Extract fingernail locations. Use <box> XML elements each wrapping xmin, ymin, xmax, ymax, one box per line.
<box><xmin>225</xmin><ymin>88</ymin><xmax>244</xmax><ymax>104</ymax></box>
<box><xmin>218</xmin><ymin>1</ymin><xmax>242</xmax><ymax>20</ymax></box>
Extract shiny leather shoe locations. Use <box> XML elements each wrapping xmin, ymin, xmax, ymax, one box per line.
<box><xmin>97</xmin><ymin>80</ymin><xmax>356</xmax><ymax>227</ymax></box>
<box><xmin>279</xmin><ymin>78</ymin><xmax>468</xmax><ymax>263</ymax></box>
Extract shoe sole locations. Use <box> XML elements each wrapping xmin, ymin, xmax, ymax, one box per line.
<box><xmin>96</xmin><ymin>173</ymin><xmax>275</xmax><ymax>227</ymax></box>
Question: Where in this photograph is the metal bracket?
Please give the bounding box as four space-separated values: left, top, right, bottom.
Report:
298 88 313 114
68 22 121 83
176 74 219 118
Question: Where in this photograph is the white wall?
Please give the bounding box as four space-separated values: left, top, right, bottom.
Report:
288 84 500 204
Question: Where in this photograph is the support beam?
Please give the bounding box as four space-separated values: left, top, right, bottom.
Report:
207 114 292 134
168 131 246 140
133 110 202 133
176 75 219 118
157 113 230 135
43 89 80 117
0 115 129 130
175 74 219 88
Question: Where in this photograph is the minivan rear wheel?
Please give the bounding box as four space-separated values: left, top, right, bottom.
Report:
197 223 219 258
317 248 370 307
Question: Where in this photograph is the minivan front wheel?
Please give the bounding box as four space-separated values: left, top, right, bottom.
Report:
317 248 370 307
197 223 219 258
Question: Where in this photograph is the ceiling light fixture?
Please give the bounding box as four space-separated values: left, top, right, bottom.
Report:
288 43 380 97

-------------------------

▶ Your goal: Print out every record, character for character.

▶ Answer:
Extract fingernail locations. Use <box> XML elements each wrapping xmin, ymin, xmax, ymax, one box per line.
<box><xmin>225</xmin><ymin>88</ymin><xmax>244</xmax><ymax>104</ymax></box>
<box><xmin>218</xmin><ymin>1</ymin><xmax>242</xmax><ymax>20</ymax></box>
Extract shiny leather shoe locations. Use <box> XML elements each wrapping xmin, ymin, xmax, ymax, one box per line.
<box><xmin>97</xmin><ymin>80</ymin><xmax>356</xmax><ymax>227</ymax></box>
<box><xmin>279</xmin><ymin>78</ymin><xmax>468</xmax><ymax>263</ymax></box>
Extract shoe sole locations. Use <box> XML elements each wrapping xmin, ymin, xmax, ymax, one box per line.
<box><xmin>96</xmin><ymin>173</ymin><xmax>275</xmax><ymax>227</ymax></box>
Question: Where in this photograph is the metal bracket?
Please give the bounding box as four space-separated values: left, top, right, bottom.
Report:
298 88 313 114
68 22 121 83
176 74 219 118
Question: Where in this photograph is the white wall?
Please give the bounding box as four space-separated values: left, top, right, bottom.
Report:
288 84 500 204
Question: Where in this photograph is the support beam?
Please give the bounding box as four space-separated values: left, top, right, bottom.
Report:
207 114 292 134
168 131 246 140
133 110 202 133
176 75 219 118
157 113 230 135
43 89 80 117
0 115 129 130
175 74 219 88
Question: Where in this photograph is the minivan rear wheel?
Please give the bounding box as four space-separated values: left, top, right, bottom.
Report:
197 223 219 258
317 248 370 307
Question: Where in this photograph is the minivan front wheel?
Please give the bounding box as four space-separated values: left, top, right, bottom.
Report:
317 248 370 307
197 223 219 258
Question: Where in this photograph is the ceiling light fixture?
Please give the bounding box as four space-separated values: left, top, right, bottom.
Report:
288 43 380 97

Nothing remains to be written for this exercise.